- CHALLENGE
In the records, rewrite the lines between the one containing "Referring to the image provided, outline the blue" and the one containing "Referring to the image provided, outline the white", inclusive, with every "outline" changed to "enclose" and nothing else altered. Omit the pictures from your answer.

- INPUT FOR THIS TASK
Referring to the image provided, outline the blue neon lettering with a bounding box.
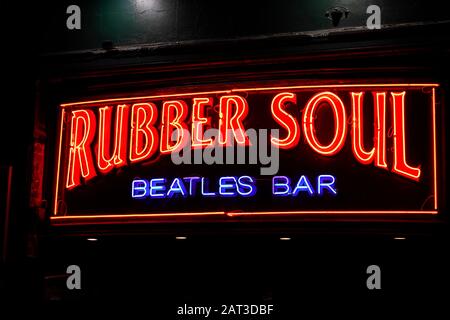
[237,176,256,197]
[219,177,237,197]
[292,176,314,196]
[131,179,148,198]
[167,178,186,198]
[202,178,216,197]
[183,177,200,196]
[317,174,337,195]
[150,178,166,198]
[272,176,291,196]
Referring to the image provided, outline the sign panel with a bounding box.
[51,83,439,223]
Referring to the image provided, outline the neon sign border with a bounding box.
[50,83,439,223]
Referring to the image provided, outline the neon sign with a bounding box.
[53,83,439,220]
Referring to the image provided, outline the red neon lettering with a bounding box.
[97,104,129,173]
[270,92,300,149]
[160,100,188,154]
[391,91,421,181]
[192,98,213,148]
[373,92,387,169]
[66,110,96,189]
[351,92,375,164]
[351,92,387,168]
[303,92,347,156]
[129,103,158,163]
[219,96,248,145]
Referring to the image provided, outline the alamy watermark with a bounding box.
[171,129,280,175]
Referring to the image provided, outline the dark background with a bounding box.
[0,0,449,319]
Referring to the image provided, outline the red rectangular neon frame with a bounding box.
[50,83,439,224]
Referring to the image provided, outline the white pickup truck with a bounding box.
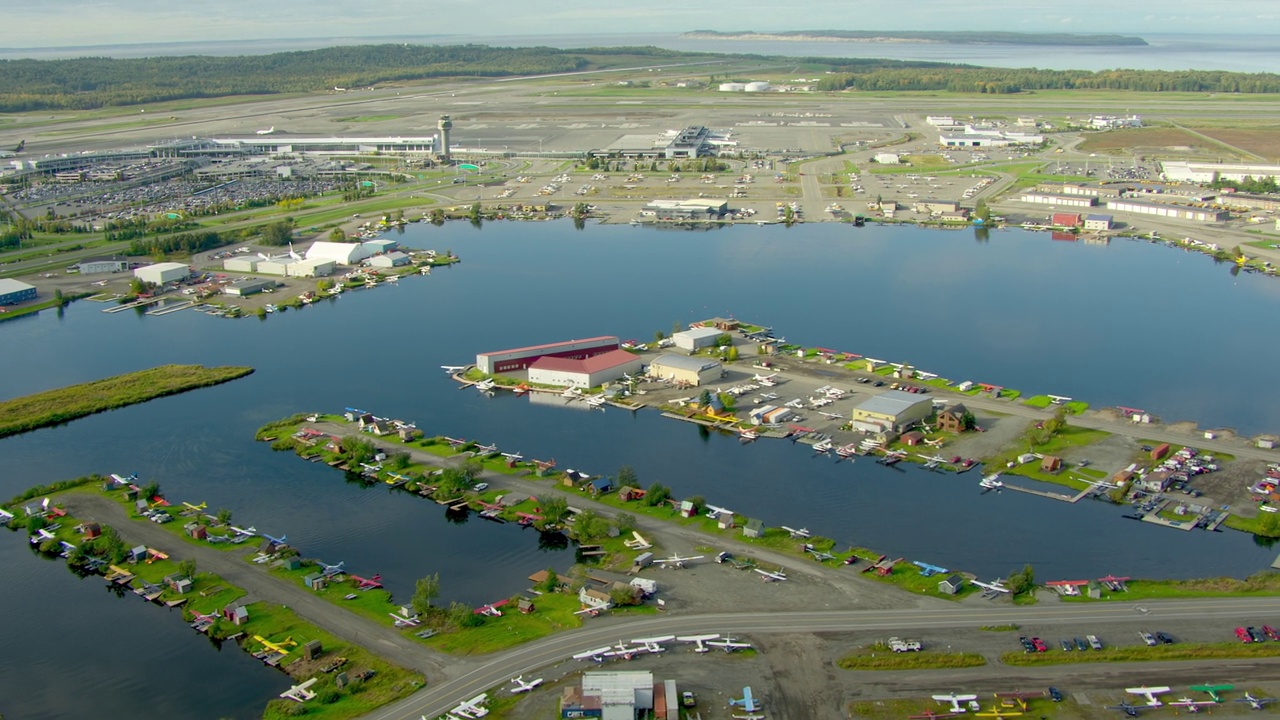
...
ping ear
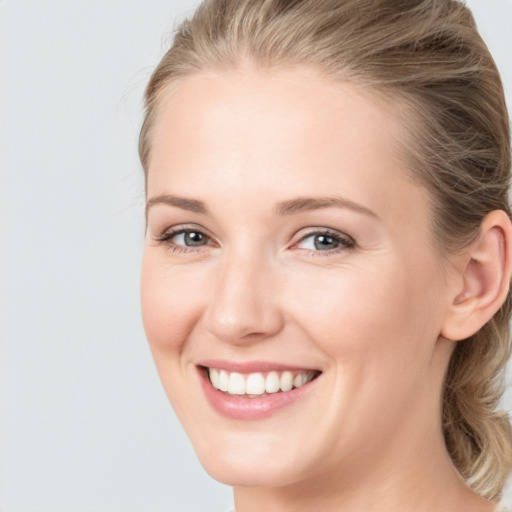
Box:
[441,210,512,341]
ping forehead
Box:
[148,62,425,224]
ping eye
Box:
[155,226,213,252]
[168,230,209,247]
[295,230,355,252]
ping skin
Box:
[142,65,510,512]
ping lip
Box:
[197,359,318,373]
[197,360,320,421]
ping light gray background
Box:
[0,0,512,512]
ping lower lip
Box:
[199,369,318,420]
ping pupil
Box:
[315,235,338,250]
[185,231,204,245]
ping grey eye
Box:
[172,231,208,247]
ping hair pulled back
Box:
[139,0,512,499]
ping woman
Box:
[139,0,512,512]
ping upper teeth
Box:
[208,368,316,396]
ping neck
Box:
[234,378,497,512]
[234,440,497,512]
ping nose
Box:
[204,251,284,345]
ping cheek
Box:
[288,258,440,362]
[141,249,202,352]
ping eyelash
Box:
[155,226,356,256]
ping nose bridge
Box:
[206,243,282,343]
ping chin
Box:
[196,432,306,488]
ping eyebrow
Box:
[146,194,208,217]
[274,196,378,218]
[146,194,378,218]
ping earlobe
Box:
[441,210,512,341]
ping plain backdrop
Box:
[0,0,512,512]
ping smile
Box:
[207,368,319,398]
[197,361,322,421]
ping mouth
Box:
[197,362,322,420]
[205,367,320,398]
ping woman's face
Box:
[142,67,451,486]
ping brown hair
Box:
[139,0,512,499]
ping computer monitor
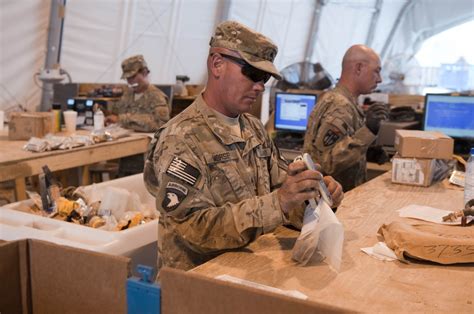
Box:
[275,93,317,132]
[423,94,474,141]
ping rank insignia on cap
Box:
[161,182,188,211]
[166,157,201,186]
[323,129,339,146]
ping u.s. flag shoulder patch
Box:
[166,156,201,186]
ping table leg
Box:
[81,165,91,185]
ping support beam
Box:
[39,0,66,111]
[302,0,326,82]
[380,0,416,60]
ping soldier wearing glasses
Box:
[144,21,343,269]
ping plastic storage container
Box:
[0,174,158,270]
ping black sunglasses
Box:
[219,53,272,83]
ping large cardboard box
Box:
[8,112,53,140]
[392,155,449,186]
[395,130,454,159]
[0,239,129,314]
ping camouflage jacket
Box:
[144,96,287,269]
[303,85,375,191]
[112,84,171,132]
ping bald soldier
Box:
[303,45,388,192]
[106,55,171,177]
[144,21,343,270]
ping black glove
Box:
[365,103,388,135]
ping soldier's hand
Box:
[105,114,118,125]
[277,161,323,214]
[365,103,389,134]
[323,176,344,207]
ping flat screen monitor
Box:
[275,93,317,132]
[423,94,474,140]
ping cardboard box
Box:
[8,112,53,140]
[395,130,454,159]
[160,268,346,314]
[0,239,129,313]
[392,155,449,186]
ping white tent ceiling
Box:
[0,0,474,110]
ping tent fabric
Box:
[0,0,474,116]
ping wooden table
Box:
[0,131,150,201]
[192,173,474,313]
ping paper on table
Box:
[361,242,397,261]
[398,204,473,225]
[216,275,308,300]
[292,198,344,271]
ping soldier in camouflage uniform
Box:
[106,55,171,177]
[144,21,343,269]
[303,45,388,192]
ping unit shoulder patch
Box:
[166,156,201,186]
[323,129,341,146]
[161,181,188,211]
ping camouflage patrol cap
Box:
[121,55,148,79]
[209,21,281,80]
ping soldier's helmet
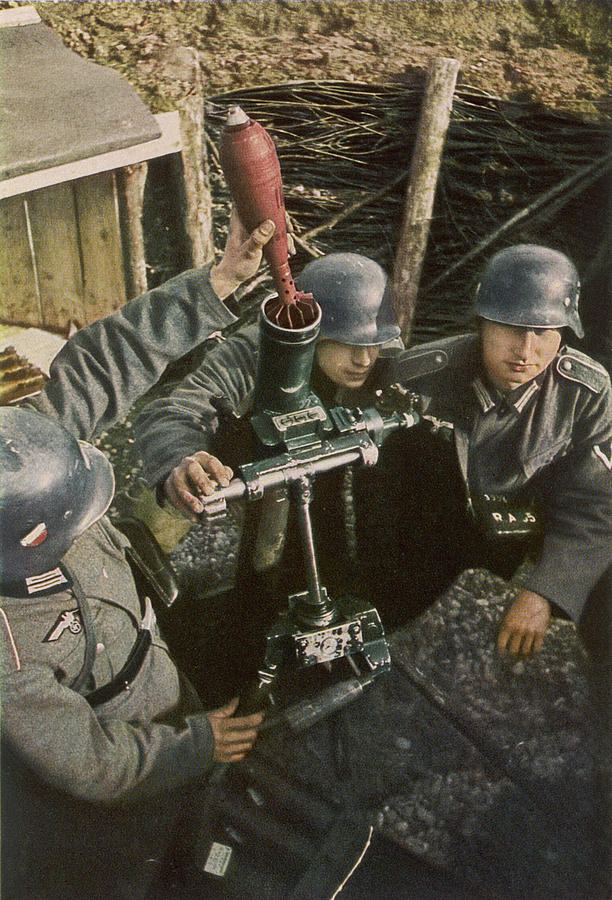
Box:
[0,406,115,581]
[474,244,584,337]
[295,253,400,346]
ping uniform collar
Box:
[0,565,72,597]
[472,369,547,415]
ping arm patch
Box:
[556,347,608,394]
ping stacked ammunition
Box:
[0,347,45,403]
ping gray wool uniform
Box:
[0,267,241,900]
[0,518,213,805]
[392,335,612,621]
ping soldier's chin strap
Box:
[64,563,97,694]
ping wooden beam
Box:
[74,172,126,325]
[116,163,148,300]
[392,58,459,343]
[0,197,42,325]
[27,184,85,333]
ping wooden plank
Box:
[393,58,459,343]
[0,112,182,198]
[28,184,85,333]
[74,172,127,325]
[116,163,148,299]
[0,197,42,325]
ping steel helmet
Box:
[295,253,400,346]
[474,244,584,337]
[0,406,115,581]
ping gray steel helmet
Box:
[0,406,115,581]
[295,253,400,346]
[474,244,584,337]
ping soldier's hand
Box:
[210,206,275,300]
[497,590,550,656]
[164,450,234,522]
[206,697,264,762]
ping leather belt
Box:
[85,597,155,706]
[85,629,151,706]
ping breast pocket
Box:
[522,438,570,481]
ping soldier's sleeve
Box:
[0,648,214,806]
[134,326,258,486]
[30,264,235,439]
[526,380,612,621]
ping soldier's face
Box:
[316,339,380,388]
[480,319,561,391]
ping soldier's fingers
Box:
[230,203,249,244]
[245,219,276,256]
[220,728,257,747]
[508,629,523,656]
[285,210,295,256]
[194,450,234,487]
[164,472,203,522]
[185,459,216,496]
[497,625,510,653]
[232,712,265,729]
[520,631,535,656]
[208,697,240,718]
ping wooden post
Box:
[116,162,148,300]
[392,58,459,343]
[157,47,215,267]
==
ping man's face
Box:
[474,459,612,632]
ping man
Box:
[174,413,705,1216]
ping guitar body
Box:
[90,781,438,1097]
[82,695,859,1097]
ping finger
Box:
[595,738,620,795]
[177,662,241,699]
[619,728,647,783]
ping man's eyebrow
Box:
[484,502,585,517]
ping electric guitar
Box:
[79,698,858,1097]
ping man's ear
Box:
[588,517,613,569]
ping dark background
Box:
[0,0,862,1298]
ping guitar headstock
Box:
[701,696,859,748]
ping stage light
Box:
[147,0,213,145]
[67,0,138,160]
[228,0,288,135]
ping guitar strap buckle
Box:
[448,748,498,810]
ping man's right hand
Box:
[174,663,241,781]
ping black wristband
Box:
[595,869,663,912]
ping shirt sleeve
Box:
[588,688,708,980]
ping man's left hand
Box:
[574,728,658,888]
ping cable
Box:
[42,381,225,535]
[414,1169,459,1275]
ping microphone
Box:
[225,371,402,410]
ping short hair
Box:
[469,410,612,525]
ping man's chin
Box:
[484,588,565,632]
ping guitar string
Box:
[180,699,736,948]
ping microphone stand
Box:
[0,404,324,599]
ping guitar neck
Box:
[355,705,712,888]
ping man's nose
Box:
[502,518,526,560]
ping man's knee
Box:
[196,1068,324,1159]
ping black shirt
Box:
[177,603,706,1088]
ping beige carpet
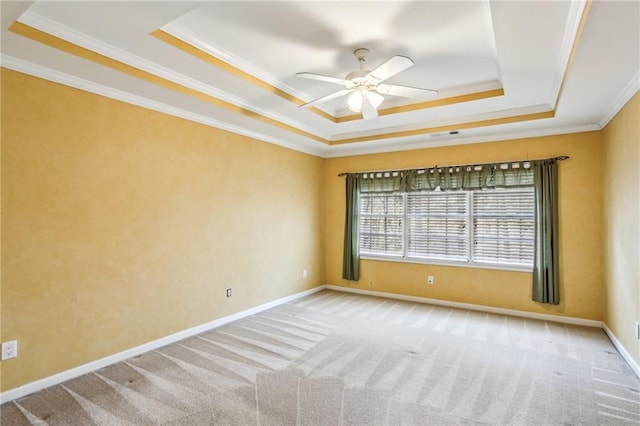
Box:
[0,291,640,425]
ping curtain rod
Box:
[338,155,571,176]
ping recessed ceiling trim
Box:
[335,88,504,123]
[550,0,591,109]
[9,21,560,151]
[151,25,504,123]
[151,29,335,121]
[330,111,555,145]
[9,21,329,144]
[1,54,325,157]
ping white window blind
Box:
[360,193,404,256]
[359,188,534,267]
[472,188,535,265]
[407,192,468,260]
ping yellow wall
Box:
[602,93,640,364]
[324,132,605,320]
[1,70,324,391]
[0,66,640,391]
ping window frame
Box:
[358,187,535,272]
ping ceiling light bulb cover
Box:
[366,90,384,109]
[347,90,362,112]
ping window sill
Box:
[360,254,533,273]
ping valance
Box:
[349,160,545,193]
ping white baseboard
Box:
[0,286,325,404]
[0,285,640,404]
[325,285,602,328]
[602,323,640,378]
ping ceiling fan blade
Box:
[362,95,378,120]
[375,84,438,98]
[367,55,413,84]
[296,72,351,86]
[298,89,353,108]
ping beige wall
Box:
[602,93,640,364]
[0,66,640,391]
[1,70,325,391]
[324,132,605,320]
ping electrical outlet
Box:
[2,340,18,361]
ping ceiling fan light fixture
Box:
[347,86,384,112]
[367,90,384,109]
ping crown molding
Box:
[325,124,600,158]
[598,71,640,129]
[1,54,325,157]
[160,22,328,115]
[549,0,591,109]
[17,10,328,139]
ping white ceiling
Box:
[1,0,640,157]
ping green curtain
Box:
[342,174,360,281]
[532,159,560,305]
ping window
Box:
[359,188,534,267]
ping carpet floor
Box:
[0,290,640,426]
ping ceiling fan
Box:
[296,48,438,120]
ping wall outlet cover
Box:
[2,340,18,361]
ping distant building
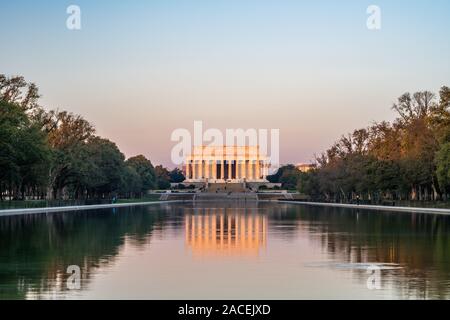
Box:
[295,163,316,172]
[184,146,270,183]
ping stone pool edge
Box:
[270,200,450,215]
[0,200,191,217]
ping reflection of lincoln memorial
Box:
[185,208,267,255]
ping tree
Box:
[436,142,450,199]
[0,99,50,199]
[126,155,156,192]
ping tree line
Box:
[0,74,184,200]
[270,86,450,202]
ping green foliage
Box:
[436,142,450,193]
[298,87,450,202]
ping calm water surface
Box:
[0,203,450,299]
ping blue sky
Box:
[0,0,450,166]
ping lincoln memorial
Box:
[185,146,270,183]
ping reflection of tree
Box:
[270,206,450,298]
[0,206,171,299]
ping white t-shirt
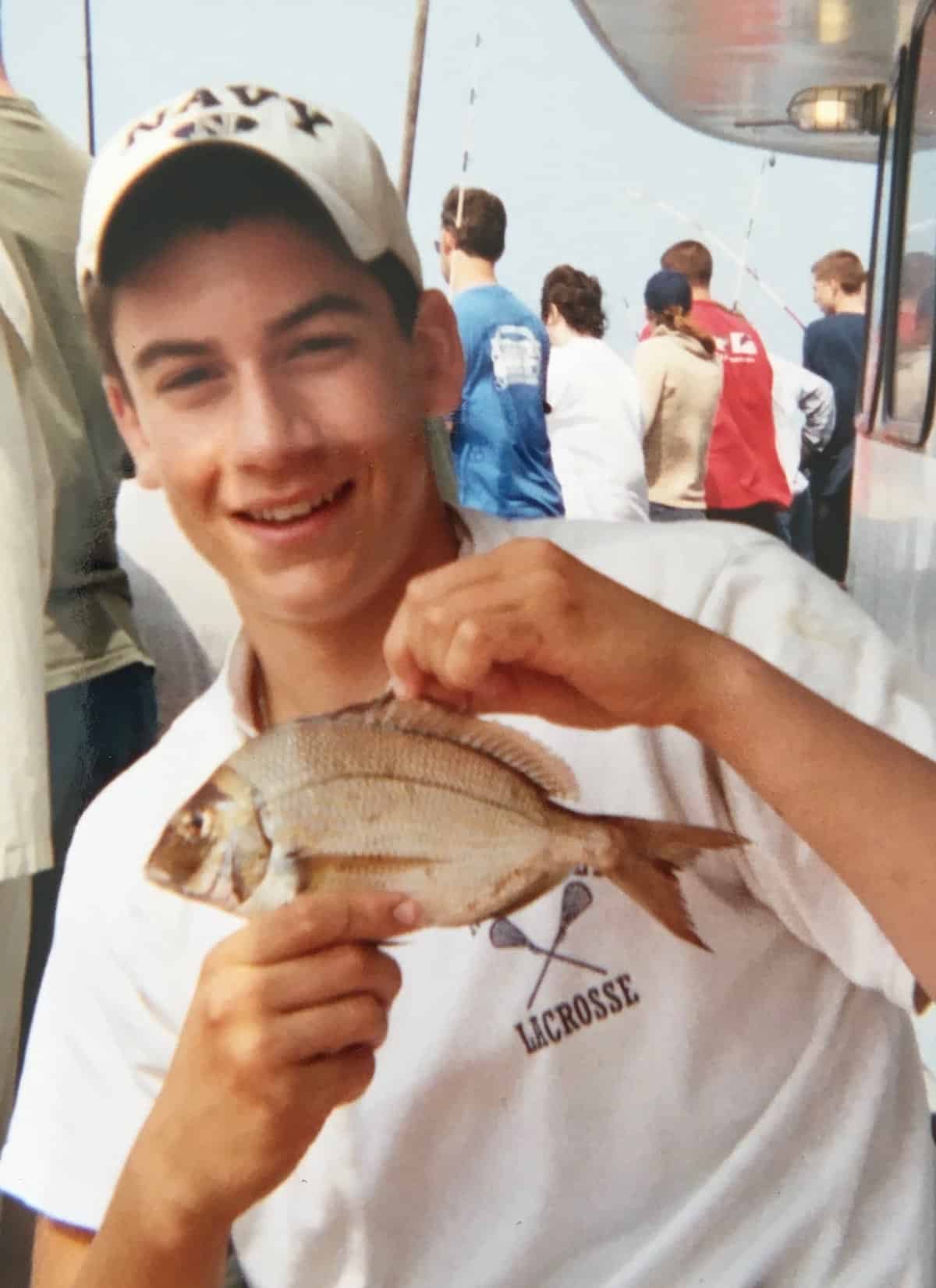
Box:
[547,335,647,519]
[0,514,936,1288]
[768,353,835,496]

- RESULT FOR THIS EXERCISE
Referring to the image provided, enclose the blue neon lettering with a bounding box.
[237,176,256,197]
[219,177,237,197]
[292,176,314,196]
[131,179,148,198]
[167,178,186,198]
[202,178,216,197]
[183,177,200,196]
[317,174,337,195]
[150,178,166,198]
[272,176,291,196]
Referring to the image provided, enclose the sign panel with a bounding box.
[51,83,439,223]
Referring to the image provided, enclose the neon sign border with a bounding box.
[50,83,439,223]
Referring to the image provided, enclose the neon sign with a bounding box.
[53,83,439,220]
Referring to the image provided, enclose the red neon lettering with a bounding box.
[97,104,129,173]
[270,92,300,149]
[160,100,188,154]
[391,91,421,181]
[192,98,213,148]
[373,92,387,169]
[66,110,96,189]
[351,92,375,164]
[351,92,387,168]
[303,92,347,156]
[129,103,158,163]
[219,96,248,145]
Referring to the image provided, enclose the alamy watermark with a bounding box.
[171,129,280,175]
Referring to the image provided, enclose the dark background with a bounding box.
[0,0,449,319]
Referring to the image provided, enclose the red rectangular neon frame with a bounding box.
[50,83,439,224]
Referring to the image provided, enclose the white pickup truck with a bounding box.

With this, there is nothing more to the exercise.